抽出テキスト:

══════════

ELB(ALB)配下のスポットインスタンスの中断処理をStep Functionsで実装してみた

ELB(ALB)配下のスポットインスタンスの中断処理をStep Functionsで実装してみた

ELB(ALB)配下でスポットインスタンスを利用する環境において、Step FunctionsのAWS SDK サービス統合を利用した、Lambdaを使用せずインスタンス終了通知への自動対応を試してみました
Clock Icon2024.10.24

ELB(ALB)配下でスポットインスタンスを利用する環境において、インスタンス終了通知への自動対応をAWS Step Functionsで実装しました。

Step Functionsの AWS SDK サービス統合を活用する事で、Lambdaを使用せずに実現しています。

処理概要

a. スポットインスタンス中断通知の検知

  • EventBridgeがEC2スポットインスタンスの中断通知を検知
  • Step Functionsのステートマシンを起動

b. インスタンス情報の取得と検証

  • PrepareInstanceId: 中断対象インスタンスIDの抽出
  • GetEC2InstanceInfo: インスタンスの詳細情報取得
  • ExtractTags: Auto Scalingグループタグの抽出
  • ValidateTag: タグの存在確認
  • GetAutoScalingGroupInfo: ASGの情報取得

c. パラレル処理(2つの並列処理):
ブランチ1: ターゲットグループ処理

  • ExtractTargetGroupARNs: ターゲットグループARNの抽出
  • GetTargetGroupInfo: ターゲットグループ情報の取得
  • ValidateTargetGroups: ターゲットグループの検証
  • GetTargetHealth: ターゲットヘルスチェック
  • PrepareForFiltering: フィルタリング準備
  • FindMatchingTarget: 対象ターゲットの特定
  • DeregisterTarget: ターゲットの登録解除

ブランチ2: Auto Scaling処理

  • PrepareCapacityComparison: キャパシティ計算
  • CheckScalingCondition: スケーリング条件確認
  • UpdateAutoScalingGroup: ASGの更新

Step Functions Workflow Studio

SpotInterruptionStateMachine

CloudFormation

EventBridge、 Step Functions は、CloudFormationを利用して設置しました。

══════════

データ抜粋:
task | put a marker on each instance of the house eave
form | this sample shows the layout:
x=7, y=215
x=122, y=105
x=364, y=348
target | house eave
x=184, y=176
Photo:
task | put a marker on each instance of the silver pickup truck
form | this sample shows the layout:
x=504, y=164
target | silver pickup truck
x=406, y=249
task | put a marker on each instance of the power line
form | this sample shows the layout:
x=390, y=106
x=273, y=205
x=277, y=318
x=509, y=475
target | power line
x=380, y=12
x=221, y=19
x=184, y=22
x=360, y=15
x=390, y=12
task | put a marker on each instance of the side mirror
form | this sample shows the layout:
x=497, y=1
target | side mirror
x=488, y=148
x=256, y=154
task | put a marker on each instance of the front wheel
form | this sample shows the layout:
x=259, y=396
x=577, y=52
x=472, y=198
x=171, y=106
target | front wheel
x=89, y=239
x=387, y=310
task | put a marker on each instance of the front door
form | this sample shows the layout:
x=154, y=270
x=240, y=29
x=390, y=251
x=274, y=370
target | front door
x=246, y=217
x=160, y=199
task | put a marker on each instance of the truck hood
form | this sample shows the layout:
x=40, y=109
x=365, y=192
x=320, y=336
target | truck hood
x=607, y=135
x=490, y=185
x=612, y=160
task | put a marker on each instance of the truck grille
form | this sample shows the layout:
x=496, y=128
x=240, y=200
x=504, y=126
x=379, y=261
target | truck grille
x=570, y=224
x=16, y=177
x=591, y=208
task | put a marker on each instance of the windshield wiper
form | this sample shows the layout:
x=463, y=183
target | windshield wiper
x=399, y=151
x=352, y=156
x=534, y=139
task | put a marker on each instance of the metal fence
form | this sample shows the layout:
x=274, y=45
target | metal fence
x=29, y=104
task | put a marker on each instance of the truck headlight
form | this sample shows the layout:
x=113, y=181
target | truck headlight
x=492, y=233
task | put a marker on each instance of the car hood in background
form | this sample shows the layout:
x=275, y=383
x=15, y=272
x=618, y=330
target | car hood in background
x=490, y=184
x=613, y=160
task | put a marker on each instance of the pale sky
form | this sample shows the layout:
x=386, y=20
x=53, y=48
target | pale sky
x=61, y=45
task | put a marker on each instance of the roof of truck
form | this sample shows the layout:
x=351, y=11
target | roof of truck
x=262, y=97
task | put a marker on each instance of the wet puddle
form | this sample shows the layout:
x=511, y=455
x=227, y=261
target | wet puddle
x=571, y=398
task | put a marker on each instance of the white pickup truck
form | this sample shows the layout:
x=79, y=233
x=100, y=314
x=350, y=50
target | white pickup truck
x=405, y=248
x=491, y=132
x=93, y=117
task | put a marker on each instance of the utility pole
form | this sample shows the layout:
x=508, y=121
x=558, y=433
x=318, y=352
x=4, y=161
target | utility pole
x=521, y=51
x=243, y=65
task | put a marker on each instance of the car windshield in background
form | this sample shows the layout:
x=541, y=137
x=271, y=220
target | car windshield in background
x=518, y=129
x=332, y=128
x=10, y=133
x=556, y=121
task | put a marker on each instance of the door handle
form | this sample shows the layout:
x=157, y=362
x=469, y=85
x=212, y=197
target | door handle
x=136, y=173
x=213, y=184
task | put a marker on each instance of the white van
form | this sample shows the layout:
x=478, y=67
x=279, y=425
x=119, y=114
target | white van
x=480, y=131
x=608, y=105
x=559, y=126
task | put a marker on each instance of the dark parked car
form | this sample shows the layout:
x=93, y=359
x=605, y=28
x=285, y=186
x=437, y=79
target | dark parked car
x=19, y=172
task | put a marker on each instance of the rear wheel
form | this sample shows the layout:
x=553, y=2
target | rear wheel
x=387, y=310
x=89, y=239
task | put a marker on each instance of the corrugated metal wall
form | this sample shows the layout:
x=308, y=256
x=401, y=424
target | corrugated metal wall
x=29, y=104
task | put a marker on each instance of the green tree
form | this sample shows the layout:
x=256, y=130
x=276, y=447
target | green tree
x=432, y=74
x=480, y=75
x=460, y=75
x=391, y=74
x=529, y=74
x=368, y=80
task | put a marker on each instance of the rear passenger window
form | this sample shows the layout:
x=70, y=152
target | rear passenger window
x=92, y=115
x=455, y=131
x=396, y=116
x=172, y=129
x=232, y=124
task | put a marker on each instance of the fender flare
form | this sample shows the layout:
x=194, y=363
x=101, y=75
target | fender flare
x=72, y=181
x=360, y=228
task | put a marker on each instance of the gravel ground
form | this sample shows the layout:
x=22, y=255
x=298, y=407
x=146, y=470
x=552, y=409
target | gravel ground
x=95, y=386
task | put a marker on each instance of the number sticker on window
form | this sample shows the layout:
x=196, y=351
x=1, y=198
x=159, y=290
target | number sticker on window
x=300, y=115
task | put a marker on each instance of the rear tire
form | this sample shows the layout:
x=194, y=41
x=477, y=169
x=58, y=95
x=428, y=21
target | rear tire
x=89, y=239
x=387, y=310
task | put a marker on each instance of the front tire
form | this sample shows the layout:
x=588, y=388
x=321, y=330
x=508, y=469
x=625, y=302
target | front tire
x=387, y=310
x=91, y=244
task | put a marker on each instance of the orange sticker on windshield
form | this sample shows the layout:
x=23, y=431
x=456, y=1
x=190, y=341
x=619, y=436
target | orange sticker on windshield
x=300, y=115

══════════

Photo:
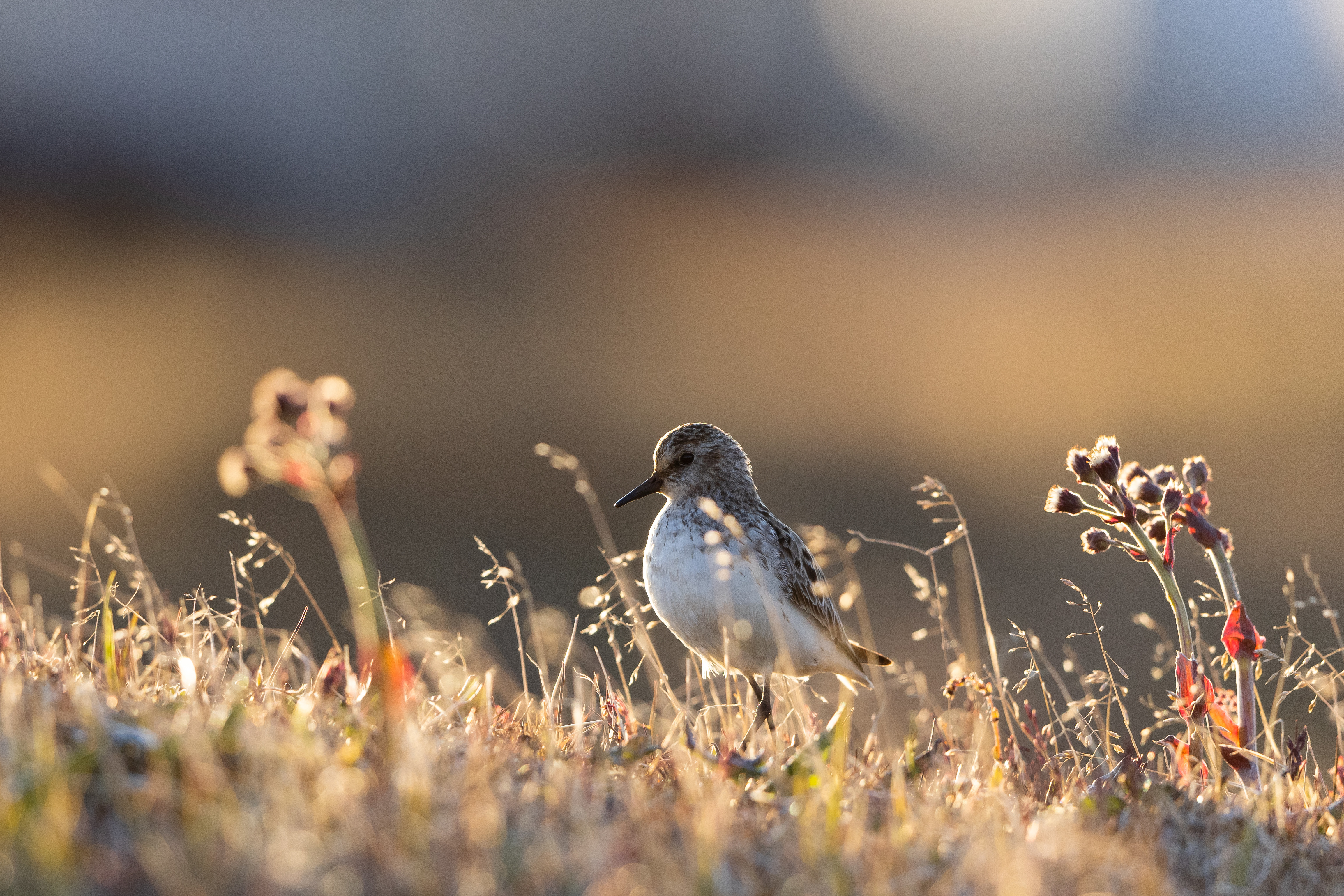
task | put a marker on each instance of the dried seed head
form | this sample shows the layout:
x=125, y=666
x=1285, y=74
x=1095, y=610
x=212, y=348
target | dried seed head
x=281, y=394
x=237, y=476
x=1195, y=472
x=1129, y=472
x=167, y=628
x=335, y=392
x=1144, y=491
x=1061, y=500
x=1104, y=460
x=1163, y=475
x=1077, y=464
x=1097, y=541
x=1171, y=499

══════════

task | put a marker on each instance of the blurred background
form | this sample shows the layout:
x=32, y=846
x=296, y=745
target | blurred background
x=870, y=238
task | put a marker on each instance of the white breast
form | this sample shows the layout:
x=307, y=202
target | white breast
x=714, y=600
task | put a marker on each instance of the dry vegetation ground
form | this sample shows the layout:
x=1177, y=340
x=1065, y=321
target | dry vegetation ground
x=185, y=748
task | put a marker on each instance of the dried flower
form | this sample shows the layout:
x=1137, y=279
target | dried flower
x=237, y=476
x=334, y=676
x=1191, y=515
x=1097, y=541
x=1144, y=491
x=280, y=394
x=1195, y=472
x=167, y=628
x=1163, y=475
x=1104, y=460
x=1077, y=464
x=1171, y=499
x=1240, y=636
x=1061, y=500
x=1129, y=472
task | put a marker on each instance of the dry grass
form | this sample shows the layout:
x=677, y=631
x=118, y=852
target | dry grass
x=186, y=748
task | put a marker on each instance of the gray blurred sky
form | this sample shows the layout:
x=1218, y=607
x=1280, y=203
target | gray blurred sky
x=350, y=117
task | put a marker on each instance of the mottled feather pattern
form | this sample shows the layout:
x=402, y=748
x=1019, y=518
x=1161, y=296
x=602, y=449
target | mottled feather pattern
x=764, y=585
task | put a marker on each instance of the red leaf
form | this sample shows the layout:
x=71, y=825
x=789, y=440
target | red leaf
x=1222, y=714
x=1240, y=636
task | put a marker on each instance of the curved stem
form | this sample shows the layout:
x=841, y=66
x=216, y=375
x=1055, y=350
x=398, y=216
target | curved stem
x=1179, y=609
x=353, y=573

══════════

課題一覧:
a) 抽出テキストに基づき、次の各問いに答えてください。
(i) Lambdaを使用せずに実現するために活用しているStep Functionsの機能は何ですか。
(ii) ブランチ2において、ASGの更新を担うステップの名称は何ですか。
(iii) EventBridgeとStep Functionsの設置に利用したものは何ですか。
b) 抽出テキストのうち、「ELB(ALB)配下でスポットインスタンスを利用する環境において、Step FunctionsのAWS SDK サービス統合を利用した」で始まる段落を、主要な事実を保ったまま箇条書きに改めてください。
c) 抽出テキストの「ELB(ALB)配下でスポットインスタンスを利用する環境において、Step FunctionsのAWS SDK」から「AWS SDK サービス統合を活用する事で、Lambdaを使用せずに実現しています。」までを、一字一句変えずに書き写してください。

各課題の解答:
a)
(i) AWS SDK サービス統合
(ii) UpdateAutoScalingGroup
(iii) CloudFormation

b)
- 対象環境：ELB(ALB)配下でスポットインスタンスを利用する環境
- 利用機能：Step FunctionsのAWS SDK サービス統合
- 条件：Lambdaを使用しない
- 内容：インスタンス終了通知への自動対応を試した

c)
ELB(ALB)配下でスポットインスタンスを利用する環境において、Step FunctionsのAWS SDK サービス統合を利用した、Lambdaを使用せずインスタンス終了通知への自動対応を試してみました
Clock Icon2024.10.24

ELB(ALB)配下でスポットインスタンスを利用する環境において、インスタンス終了通知への自動対応をAWS Step Functionsで実装しました。

Step Functionsの AWS SDK サービス統合を活用する事で、Lambdaを使用せずに実現しています。